* **Tasks to complete**:
1. In the essay about waking in panic at night, which emotions make up the look on the man's face in the window reflection?
2. Set down the listing from the line with "Could you please outline every instance of the chrome" to the line with "50), (82, 44)]", with both of those lines included.

* **Article**:
_ _ _ _ _ _ _

True story. I may be dramatic, but this is a true story.

While one part of me (I like to call it the sane side, but given my past I use that term lightly) knew it was some odd configuration of the shadows outside my window playing tricks across the walls of my baby blue walls, another part of me knew my death had come.

This has happened to me many, many times and I really wasn’t sure if I should tell you this, but being raised by a crazy mother has made me crave authenticity — not so much from others, but in how I present myself to the world.

Keep it real or keep away, I always say.

Time and time again last night I awoke to this headless figure, dark and towering, cloaked head, ready to take my life.

She felt like a woman, which made sense, since my mother was the angel of death and redemption for me.

She keeps showing up, my mother, in business deals with people who are both kind and abusive, in the secret wars I have with myself that I’m too old, too late, too something.

I never was good enough for my mother, and today I wrestle with needing her approval from beyond the grave. Illogical, but it’s how so many of us live.

This feeling of doom and death in the middle of the night isn’t new to me. I’ve often awoken sure the moment of my death had come.

This is how it goes.

I bolt up in bed with this single, cold realization: “This is it. I’m dying. Right now is the moment of my death”.

I then literally jump out of my bed in a panic and run to the living room and stand there, heaving, looking at my reflection in the windows: a middle-aged man, hair askew, red and white polka dot pajamas crumpled below his naked torso, a look of panic, bewilderment and embarrassment on his face.

Whenever I catch that reflection in the window I feel like a moron.

I’ve died many times in my sleep. Countless numbers of times.

In the summer of 1997 I had a total of 21 panic attacks. I went to one ER in the Hell’s Kitchen section of Manhattan so many times the nurses knew my name, favorite color and often talked about their grand kids as they attached electrodes to my quivering chest for another EKG to make sure (again) that I wasn’t dying of a heart attack.

I was a hot, fucking mess. There were no two ways around it. A sweet, kind and funny one, but a hot, gay fucking mess of a man trying to find his way through the darkness of his neurosis.

Panic attacks today are far and few, except when they wake me up with the feeling I’m being attacked by headless shadows that remind me of my abusive, mentally ill mother whose been dead from suicide over 11 years now, so all-in-all I think I’m good.

I probably shouldn’t put that last part on Tinder, huh?

_ _ _ _ _ _ _

* **Records for the task**:
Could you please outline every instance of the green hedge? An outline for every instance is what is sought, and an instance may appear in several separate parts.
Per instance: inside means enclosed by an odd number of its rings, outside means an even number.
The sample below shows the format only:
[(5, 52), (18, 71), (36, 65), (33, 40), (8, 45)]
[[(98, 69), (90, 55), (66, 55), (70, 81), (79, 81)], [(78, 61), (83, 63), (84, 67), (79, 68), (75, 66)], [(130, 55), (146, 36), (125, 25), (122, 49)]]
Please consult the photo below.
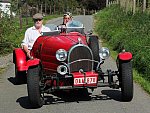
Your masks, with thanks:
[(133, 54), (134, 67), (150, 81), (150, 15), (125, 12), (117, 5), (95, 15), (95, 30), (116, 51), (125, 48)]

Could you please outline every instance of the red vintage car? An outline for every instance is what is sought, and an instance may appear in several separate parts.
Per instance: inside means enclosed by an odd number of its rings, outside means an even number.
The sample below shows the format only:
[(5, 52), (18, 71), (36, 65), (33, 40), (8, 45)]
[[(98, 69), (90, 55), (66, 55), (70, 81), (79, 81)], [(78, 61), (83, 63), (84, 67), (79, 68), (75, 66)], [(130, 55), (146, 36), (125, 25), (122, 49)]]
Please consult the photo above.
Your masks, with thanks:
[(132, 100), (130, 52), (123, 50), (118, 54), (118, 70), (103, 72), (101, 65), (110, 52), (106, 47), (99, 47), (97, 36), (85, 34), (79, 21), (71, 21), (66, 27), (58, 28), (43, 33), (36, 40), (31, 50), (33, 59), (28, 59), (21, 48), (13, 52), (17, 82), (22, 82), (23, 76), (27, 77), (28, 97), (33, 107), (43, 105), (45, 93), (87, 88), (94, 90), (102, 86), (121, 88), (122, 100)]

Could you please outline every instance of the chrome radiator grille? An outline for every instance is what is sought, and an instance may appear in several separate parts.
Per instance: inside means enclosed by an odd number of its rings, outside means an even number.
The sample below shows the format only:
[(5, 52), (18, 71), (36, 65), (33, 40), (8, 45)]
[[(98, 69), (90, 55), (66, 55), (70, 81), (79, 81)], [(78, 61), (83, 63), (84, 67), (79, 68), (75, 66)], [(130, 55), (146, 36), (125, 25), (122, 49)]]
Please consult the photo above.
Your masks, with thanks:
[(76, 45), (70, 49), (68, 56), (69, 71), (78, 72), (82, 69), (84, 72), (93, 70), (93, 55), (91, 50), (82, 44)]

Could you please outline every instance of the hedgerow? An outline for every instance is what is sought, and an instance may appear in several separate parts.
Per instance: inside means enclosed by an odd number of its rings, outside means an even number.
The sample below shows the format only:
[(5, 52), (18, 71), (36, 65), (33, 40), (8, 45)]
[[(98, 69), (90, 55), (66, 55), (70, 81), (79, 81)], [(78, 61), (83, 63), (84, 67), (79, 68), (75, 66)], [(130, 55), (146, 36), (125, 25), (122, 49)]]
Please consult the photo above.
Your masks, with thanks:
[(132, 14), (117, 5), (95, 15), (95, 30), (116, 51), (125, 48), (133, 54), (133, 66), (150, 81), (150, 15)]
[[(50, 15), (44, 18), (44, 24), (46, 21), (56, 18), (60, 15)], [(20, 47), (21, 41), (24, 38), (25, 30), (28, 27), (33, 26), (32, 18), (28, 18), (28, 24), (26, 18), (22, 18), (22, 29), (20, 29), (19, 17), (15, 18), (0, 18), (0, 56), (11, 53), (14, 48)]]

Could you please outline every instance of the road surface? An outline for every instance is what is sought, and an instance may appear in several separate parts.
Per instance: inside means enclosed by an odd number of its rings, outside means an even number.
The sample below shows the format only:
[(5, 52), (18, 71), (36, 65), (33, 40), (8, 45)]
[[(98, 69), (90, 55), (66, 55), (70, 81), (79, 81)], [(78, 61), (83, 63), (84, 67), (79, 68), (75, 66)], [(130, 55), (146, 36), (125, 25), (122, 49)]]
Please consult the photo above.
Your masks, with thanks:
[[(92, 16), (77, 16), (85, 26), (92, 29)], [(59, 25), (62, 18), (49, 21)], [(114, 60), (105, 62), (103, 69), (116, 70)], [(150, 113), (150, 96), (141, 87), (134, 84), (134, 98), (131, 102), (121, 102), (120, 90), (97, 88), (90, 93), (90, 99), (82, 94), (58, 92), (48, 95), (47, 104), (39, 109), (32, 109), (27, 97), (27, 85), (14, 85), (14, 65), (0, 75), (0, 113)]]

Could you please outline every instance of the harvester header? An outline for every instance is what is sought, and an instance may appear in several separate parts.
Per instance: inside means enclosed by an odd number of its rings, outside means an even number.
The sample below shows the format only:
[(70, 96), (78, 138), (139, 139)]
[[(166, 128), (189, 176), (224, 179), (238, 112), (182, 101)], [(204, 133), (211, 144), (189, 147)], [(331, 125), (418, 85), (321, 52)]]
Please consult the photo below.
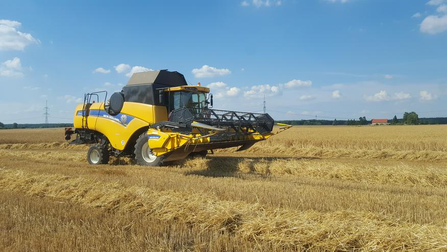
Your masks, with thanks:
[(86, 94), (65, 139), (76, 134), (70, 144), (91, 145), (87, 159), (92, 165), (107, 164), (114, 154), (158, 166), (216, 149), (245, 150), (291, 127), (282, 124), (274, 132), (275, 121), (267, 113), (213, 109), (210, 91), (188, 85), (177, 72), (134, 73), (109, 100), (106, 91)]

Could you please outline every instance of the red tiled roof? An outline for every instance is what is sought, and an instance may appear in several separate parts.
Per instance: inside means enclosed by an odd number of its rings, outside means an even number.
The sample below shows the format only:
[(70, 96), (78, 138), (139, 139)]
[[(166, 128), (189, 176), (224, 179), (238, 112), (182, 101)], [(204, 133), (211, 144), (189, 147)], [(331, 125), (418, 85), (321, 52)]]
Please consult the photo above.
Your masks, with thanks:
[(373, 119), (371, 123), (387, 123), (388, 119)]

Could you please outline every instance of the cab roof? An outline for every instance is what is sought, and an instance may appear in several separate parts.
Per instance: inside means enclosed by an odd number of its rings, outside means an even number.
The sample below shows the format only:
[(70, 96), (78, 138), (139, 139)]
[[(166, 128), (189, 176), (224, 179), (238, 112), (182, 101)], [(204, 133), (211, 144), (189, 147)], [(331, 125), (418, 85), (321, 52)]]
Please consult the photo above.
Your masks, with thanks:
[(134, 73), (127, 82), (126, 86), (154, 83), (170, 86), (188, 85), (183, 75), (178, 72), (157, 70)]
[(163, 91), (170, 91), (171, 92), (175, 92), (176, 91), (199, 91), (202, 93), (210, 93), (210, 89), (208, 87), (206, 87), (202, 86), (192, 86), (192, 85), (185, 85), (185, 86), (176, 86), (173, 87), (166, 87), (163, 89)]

_ _ _ _ _ _ _

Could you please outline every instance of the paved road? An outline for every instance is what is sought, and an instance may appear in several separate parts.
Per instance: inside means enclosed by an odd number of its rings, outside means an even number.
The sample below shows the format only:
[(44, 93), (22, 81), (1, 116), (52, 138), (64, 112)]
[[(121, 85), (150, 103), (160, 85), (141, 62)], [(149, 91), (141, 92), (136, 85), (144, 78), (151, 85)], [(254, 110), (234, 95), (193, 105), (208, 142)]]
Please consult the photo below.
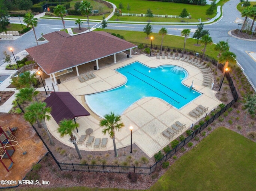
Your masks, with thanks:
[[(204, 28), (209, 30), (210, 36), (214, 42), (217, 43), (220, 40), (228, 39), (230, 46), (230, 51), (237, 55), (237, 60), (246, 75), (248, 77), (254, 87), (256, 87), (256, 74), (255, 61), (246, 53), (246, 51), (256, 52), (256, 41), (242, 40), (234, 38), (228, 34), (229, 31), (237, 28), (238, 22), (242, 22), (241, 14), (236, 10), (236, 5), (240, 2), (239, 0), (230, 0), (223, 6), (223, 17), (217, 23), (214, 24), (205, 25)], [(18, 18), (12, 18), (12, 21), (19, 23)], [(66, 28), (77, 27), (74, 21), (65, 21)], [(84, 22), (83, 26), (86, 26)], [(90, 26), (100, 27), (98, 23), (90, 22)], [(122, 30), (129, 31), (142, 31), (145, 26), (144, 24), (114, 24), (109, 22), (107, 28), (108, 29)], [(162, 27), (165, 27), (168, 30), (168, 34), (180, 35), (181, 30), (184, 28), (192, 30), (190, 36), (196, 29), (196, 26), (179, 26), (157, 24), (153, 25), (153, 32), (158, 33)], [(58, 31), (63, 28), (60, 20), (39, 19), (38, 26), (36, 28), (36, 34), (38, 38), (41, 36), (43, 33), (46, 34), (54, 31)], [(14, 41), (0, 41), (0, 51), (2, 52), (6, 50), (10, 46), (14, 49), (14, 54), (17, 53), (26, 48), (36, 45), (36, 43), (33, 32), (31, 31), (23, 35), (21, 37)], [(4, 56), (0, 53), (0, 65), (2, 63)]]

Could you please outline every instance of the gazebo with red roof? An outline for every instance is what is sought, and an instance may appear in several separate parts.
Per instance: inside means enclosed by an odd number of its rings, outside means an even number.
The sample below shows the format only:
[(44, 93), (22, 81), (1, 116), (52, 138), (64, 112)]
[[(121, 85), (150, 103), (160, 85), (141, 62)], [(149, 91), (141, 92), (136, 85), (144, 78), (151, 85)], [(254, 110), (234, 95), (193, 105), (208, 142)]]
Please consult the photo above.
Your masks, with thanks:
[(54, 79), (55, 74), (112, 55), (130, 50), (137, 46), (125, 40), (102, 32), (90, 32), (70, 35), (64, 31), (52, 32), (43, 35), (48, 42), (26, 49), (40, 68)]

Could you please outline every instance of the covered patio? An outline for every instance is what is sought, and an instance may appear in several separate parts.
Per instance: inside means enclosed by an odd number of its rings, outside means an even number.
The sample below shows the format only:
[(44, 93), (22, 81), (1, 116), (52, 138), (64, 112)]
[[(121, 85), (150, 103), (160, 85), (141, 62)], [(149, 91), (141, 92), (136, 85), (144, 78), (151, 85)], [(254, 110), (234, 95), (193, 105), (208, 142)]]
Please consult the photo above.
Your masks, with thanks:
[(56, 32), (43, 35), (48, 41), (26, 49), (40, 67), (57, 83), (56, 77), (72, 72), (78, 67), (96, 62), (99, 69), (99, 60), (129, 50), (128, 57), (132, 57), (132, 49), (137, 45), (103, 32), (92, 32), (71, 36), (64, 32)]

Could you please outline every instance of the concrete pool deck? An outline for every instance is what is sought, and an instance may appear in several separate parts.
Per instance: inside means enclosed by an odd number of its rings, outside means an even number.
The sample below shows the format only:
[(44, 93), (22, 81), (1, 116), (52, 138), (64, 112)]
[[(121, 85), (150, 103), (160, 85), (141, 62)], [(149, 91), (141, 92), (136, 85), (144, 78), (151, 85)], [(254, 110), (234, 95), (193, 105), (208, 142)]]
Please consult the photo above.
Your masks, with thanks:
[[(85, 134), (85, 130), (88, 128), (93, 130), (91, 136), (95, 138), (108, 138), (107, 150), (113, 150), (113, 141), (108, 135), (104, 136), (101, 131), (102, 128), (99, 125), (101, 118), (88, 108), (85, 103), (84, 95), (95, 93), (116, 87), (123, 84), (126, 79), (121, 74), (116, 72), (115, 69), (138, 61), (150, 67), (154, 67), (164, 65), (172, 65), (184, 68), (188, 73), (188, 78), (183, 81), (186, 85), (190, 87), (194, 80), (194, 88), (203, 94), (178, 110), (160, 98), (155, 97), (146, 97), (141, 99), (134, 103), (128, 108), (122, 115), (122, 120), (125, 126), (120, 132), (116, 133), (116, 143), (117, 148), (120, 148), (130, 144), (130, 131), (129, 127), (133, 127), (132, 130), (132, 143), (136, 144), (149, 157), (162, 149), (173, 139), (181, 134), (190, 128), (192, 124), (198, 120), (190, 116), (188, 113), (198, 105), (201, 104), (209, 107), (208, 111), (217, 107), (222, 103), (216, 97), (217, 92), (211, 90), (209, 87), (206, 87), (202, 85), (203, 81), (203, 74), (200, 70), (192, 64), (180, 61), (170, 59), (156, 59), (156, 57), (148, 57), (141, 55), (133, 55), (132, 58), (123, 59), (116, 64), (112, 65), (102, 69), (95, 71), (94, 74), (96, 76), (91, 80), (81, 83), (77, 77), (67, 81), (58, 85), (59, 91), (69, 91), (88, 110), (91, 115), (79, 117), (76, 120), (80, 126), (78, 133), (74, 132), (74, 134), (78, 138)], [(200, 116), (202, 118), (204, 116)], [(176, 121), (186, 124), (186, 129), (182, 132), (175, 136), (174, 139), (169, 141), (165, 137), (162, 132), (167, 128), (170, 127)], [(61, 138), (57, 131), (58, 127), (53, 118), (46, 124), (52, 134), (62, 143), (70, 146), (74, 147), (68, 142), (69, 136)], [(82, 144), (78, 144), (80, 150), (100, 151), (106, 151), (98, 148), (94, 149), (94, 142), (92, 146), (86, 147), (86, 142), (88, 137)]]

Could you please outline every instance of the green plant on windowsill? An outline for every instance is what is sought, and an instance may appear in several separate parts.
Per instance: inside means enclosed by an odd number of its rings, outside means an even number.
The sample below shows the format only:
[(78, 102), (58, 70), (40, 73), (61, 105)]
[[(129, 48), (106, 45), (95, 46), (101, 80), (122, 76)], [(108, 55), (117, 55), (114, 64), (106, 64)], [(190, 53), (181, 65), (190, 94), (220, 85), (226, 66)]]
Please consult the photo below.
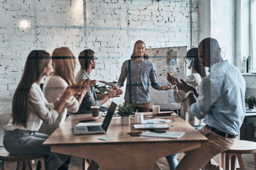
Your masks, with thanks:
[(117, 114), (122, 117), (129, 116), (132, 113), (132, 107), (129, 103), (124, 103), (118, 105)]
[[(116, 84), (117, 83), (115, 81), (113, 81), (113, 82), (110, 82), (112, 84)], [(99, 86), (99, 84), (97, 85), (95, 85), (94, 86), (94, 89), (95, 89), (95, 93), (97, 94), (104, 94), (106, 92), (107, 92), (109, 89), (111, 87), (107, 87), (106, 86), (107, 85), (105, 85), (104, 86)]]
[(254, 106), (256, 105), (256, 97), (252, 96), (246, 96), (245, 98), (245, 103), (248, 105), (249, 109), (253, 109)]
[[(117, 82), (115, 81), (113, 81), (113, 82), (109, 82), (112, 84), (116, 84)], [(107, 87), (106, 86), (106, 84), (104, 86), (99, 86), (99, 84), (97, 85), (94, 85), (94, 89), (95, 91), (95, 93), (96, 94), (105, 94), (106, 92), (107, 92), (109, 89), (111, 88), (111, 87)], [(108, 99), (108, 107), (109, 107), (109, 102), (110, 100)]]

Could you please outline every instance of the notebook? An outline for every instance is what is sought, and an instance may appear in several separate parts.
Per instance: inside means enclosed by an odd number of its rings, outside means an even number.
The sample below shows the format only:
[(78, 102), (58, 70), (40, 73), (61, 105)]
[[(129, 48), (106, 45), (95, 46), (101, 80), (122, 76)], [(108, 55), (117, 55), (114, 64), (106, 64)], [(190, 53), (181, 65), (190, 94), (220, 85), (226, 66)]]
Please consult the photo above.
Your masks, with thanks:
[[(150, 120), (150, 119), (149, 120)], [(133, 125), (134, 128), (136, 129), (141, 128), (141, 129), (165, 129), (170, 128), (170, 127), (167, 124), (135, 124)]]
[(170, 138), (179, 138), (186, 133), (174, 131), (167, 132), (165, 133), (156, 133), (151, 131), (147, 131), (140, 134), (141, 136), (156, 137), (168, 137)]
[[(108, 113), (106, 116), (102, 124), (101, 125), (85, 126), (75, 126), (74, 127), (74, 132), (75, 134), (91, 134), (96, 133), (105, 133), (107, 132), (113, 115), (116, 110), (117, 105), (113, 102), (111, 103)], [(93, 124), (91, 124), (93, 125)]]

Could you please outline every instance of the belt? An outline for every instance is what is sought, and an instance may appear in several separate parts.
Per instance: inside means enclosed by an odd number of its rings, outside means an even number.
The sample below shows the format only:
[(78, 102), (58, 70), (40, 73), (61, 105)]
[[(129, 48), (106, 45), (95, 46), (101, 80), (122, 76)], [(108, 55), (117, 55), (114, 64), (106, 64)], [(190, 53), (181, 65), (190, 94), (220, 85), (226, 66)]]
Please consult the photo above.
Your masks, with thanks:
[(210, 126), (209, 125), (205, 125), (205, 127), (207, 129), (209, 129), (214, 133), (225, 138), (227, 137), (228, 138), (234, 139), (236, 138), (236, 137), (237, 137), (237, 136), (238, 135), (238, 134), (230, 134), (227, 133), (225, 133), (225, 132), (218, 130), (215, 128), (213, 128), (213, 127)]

_ _ _ _ _ _ _

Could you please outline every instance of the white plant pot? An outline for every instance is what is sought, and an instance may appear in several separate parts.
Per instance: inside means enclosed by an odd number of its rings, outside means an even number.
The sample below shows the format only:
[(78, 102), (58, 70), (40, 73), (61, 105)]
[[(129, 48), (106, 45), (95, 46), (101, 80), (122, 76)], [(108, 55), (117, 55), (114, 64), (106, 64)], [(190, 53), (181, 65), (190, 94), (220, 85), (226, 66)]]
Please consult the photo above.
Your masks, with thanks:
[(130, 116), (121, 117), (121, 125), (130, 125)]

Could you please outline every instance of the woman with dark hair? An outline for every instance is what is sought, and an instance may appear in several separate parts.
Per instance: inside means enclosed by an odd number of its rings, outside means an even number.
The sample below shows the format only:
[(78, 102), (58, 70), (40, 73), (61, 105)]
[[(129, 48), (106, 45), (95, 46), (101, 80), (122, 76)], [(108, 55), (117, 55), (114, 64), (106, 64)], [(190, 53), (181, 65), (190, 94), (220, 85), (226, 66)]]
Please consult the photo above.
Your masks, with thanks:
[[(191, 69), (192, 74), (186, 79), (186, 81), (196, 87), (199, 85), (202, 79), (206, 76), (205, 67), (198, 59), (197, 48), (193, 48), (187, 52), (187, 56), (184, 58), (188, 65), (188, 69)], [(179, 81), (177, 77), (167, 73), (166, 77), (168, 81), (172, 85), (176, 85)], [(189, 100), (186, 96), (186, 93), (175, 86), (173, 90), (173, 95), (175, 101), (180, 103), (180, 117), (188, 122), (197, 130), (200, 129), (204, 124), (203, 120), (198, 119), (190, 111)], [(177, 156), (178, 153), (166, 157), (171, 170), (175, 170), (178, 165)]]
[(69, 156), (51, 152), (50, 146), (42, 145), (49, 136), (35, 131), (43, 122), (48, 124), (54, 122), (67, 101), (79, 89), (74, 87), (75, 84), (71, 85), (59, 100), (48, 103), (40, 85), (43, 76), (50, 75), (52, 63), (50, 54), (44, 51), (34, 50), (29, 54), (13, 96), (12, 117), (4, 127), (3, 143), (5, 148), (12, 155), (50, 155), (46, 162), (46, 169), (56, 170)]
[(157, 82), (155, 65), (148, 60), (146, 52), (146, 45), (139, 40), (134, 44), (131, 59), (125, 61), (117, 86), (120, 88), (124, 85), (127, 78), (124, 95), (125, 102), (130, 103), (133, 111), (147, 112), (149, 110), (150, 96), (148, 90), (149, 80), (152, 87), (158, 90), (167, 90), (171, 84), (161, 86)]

_ _ _ _ _ _ _

* **Complete answers**:
1. Panic, bewilderment and embarrassment.

2.
Could you please outline every instance of the chrome radiator grille? An outline for every instance is what is sought, and an instance may appear in several separate parts.
Per instance: inside means enclosed by an odd number of its rings, outside means an even number.
The sample below shows the format only:
[(5, 52), (18, 71), (36, 65), (33, 40), (8, 45)]
[[(98, 69), (90, 55), (66, 55), (70, 81), (79, 81)], [(78, 61), (83, 63), (84, 67), (79, 68), (75, 66)], [(130, 55), (146, 36), (125, 25), (122, 49)]]
Please consult the photo above.
Your masks, with thanks:
[(76, 45), (70, 49), (68, 56), (69, 71), (78, 72), (82, 69), (84, 72), (93, 70), (93, 55), (91, 50), (82, 44)]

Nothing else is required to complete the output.